What the task requires:
Copy the records below exactly, leaving out any pictures.

Input for this task:

▬▬▬

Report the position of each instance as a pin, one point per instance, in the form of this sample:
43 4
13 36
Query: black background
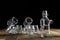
33 9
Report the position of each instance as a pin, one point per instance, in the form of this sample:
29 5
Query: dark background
33 9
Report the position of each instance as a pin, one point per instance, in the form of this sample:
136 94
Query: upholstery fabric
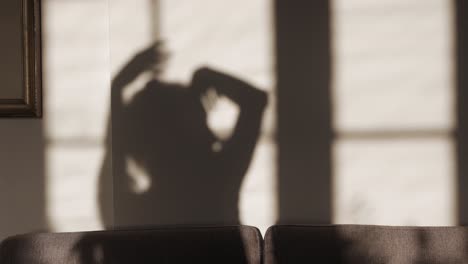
355 244
233 244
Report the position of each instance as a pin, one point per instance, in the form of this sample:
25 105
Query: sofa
327 244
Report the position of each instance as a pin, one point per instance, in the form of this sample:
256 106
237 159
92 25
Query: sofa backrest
235 244
355 244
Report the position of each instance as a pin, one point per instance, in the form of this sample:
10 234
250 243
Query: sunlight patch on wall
393 112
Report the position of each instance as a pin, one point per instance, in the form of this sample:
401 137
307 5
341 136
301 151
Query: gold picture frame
27 101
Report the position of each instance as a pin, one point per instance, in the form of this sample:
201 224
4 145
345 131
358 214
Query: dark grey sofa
232 244
335 244
356 244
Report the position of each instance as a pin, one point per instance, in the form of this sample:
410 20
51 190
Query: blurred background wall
365 122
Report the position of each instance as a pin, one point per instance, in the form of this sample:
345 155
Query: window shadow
461 8
303 65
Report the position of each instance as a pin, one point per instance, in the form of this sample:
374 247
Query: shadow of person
195 176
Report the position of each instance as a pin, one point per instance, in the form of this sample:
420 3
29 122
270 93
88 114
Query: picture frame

▬▬▬

Correct output:
Report the position of each instance as a pin, one point per instance, in the form of this sample:
43 4
13 36
Query: black background
33 9
Report the position of each instance as a pin, one point per instance, in the form of this sample:
29 5
Query: dark background
33 9
Report the position of each instance as a pin, one point per instance, in the form of this sample:
136 94
Query: upholstery fabric
355 244
233 244
Report the position of each instance as a pin, one point per instance, in the form of this sample:
25 105
Query: sofa
327 244
Report the position of each instance as a pin, one point per instance, in the form of this sample:
256 106
237 159
92 25
Query: sofa backrest
235 244
355 244
Report the position of each instance as a pin, one point per instance, in the form of this sample:
10 234
250 243
Query: sunlight patch on wall
393 112
Report the position of each instance as a pin, one point per instance, in the form of this sample:
401 137
307 5
341 136
301 151
Query: gold picture frame
27 101
Report the position of each instance as a pin, one point per instance, in the form of this sample:
201 224
4 145
345 131
358 214
Query: dark grey sofa
232 244
335 244
356 244
Report the position of each instance as a pin, one point per instance, in the form of this sample:
410 20
51 190
Query: blurred background wall
365 122
Report the position of each instance as a pin, one point per instance, in the form of this sample:
345 155
Query: window shadow
461 8
303 65
Report the position of each instance as a pin, one point per instance, in the form of this sample:
374 247
Query: shadow of person
195 176
Report the position of each instance as a pin, one point per instance, in the form of this sample:
420 3
29 122
270 93
88 114
Query: picture frame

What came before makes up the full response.